Task 1:
In the passage on diving-related inner ear injuries, within what time should surgical repair of a perilymphatic fistula ideally be performed?
Task 2:
Write the next part of the passage on diving-related inner ear injuries, picking up after its final sentence.

══ Passage for review ══

Rupture of the round or oval windows creates a perilymphatic fistula (PLF), which can cause sensorineural hearing loss (SNHL), vertigo and tinnitus. Two mechanisms have been postulated (Figure 2).13,14


AJGP-08-2020-Clinical-Nofz-Diving-Related-Otological-Injuries-Fig-2.jpg
 

Figure 2. Inner ear barotrauma. Click here to enlarge
A. The inner ear at sea level; B. The inner ear during descent with blocked eustachian tube; C. Mechanism 1 suggests a forced Valsalva manoeuvre against a blocked eustachian tube with sudden opening and rush of air into the middle ear. This pressure can cause stapes footplate dislocation and implosion of the oval or round window; D. Mechanism 2 suggests a forced Valsalva manoeuvre against a blocked eustachian tube with increased cerebrospinal fluid pressures transmitted through the cochlear aqueduct and otic fluids leading to round window explosion.


Patients may present with an unsteady gait and ear examination findings similar to MEB, though the ear can also appear completely normal. Tuning fork assessment can be unreliable, thus formal audiometry is required. Fistula testing by applying abrupt tragal pressure to the affected ear or air insufflation by pneumatic otoscopy will elicit nystagmus if positive. However, a negative fistula sign does not exclude PLF.15

Management for PLF is initially conservative with strict bed rest, head elevation, high-dose oral steroids, stool softeners, anti-emetic medications and avoidance of straining.16 Audiometry should be performed daily to monitor for improvement. Progressive SNHL or worsening vestibular function should prompt urgent referral to an ear, nose and throat (ENT) surgeon for surgical repair, which should ideally be performed within 10 days of injury.17 Divers should undergo a fitness to dive assessment by an otolaryngologist or dive medicine physician prior to recommencing diving.8

Inner ear decompression sickness

Two main theories exist for inner ear DCS. The first is formation of inert gas bubbles within the microvasculature or otic fluids of the vestibulocochlear apparatus on ascent. The second is arterial gas emboli shunted from the venous system (ie patent foramen ovale).11,13,18 Patients commonly present with vertigo, nausea and vomiting, although hearing loss and other central nervous system symptoms frequently occur.19 Examination usually reveals a normal external canal and tympanic membrane. Tuning forks may reveal SNHL, and nystagmus is usually present.

It is important for inner ear DCS to be differentiated from inner ear barotrauma as treatment is markedly different (Table 2).20 Treatment of inner ear DCS includes early recompression with hyperbaric oxygen, preferably within five hours of symptom onset. In the general practice setting, it is recommended that administration of 100% oxygen and intravenous saline or oral fluids be provided. Urgent referral to the nearest centre with a hyperbaric chamber is critical to long-term prognosis.4

If there is doubt regarding whether the diagnosis is inner ear barotrauma or DCS, patients should be treated for DCS as it is more severe and can lead to persistent vertigo and ataxia.

═══
══ Extracted information ══

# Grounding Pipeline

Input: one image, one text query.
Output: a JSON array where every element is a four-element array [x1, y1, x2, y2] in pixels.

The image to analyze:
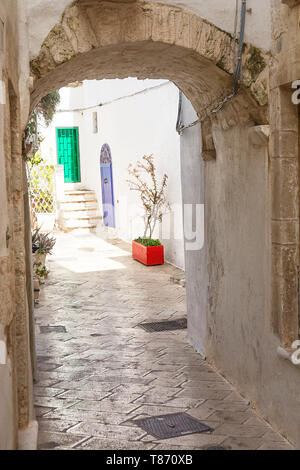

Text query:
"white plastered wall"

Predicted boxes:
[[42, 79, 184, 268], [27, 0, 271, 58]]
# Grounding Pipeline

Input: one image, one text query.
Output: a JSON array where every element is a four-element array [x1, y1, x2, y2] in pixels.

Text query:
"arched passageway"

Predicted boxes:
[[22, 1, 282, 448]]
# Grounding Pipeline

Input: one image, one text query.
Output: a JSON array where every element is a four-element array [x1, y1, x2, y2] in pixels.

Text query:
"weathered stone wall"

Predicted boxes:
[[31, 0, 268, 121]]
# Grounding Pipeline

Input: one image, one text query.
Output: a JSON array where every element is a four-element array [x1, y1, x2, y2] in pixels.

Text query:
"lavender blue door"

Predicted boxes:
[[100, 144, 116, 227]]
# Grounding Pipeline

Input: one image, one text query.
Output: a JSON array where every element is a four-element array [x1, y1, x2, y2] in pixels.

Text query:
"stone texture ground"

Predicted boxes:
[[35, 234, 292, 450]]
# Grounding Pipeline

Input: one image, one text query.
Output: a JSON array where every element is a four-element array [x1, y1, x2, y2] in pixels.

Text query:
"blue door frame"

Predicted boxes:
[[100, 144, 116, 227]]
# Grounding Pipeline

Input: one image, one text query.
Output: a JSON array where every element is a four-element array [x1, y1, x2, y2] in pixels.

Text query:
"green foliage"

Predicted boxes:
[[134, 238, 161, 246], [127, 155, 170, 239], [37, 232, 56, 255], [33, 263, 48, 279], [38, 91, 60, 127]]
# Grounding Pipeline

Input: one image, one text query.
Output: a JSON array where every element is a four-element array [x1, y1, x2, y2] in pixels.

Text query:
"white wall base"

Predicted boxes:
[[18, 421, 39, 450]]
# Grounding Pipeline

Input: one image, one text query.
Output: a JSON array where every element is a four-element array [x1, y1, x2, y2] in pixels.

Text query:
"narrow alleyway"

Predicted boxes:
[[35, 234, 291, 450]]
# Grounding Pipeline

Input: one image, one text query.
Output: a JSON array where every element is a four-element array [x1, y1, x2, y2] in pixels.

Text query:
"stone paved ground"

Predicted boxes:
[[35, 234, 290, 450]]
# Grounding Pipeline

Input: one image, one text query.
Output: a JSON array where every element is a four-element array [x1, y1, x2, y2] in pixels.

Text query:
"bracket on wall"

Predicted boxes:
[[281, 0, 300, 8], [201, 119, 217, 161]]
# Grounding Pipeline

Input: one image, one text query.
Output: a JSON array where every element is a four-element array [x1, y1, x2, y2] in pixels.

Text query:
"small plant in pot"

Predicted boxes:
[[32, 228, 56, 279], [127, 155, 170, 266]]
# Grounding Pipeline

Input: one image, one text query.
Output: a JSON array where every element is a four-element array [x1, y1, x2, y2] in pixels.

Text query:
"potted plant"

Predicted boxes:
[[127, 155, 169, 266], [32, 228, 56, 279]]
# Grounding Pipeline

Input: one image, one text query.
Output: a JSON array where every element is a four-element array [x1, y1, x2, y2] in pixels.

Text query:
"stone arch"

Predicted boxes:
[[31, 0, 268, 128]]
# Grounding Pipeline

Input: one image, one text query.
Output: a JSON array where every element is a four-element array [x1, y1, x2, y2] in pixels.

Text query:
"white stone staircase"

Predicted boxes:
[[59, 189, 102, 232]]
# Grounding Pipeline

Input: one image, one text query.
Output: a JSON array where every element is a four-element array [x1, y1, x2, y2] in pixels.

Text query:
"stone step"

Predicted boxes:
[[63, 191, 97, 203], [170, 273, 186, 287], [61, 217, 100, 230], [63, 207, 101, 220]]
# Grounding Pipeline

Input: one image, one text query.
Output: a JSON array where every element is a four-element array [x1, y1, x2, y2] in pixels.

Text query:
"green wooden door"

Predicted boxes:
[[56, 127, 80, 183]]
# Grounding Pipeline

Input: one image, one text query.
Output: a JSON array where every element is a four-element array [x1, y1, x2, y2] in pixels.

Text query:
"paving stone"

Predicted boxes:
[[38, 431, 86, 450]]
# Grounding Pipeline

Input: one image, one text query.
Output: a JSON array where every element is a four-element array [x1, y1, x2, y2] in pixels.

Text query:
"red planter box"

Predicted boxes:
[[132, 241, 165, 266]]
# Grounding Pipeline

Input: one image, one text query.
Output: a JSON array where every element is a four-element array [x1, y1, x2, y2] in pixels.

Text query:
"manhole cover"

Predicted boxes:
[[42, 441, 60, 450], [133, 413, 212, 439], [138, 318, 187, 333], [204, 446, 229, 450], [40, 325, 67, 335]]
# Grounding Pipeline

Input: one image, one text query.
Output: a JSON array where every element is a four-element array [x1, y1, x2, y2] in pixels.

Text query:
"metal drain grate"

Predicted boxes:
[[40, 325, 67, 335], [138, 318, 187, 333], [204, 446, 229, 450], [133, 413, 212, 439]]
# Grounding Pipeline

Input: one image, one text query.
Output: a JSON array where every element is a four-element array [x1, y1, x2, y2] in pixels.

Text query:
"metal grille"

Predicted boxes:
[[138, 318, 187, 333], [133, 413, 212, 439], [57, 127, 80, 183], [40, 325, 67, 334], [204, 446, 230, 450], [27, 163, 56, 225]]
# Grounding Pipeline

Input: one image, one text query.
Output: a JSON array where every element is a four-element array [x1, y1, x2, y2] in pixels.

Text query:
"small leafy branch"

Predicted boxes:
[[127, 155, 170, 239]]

═══

Written reply 1:
Within 10 days of injury.

Written reply 2:
Table 2. Characteristic features differentiating inner ear barotrauma and inner ear decompression sickness
Inner ear barotrauma Inner ear decompression sickness
Conductive or mixed hearing loss Sensorineural hearing loss
Descent or ascent Ascent
Cochlear symptoms (ie hearing loss predominates) Vestibular symptoms predominant; right sided
History of forced or difficult Valsalva manoeuvre Not associated with a history of eustachian tube dysfunction
Low-risk dive profile Dive profile >15 m, technical diving (helium mixtures), multiple dives over a short period
Isolated inner ear symptoms Other neurological/dermatological manifestations

Prevention and fitness to dive

Adequate ventilation of the middle ear is essential to the prevention of otological injury. Divers with conditions predisposing them to ETD should avoid diving, and those who are unable to autoinsufflate the ear underwater should immediately abort the dive. Controlling the rate of ascent and taking decompression stops will reduce the risk of DCS. To avoid nitrogen excess, flying is also not recommended within 24 hours following diving.13 The use of oral or topical decongestants is discouraged to treat ETD or sinusitis prior to diving as their effects may wear off while underwater, leaving the diver in danger.13

Fitness to return to diving depends on residual symptoms and ongoing pathology. Persisting neurology, especially affecting the vestibular system, is associated with high risk. An estimated 90% of patients with previous diving-related vestibular dysfunction have ongoing long-term deficits necessitating thorough assessment prior to continuing scuba diving.18 Some authors recommend full vestibulocochlear assessment and exclusion of a right-to-left vascular shunt in those who have previously had inner ear DCS.6,18

Return to diving is possible following otological surgery. Divers should wait three months following tympanoplasty, with diving permissible once the tympanic membrane has healed and function returned.21 Limited evidence exists for return to diving following stapes surgery or canal wall down mastoidectomy and while some authors do advocate this,22,23 in our opinion, the potential lethal risks of experiencing vertigo and vomiting underwater far outweigh any benefits. We recommend that each patient undergoes a full assessment by an otolaryngologist and return to diving is judged on a case-by-case basis and any recommendations are clearly documented.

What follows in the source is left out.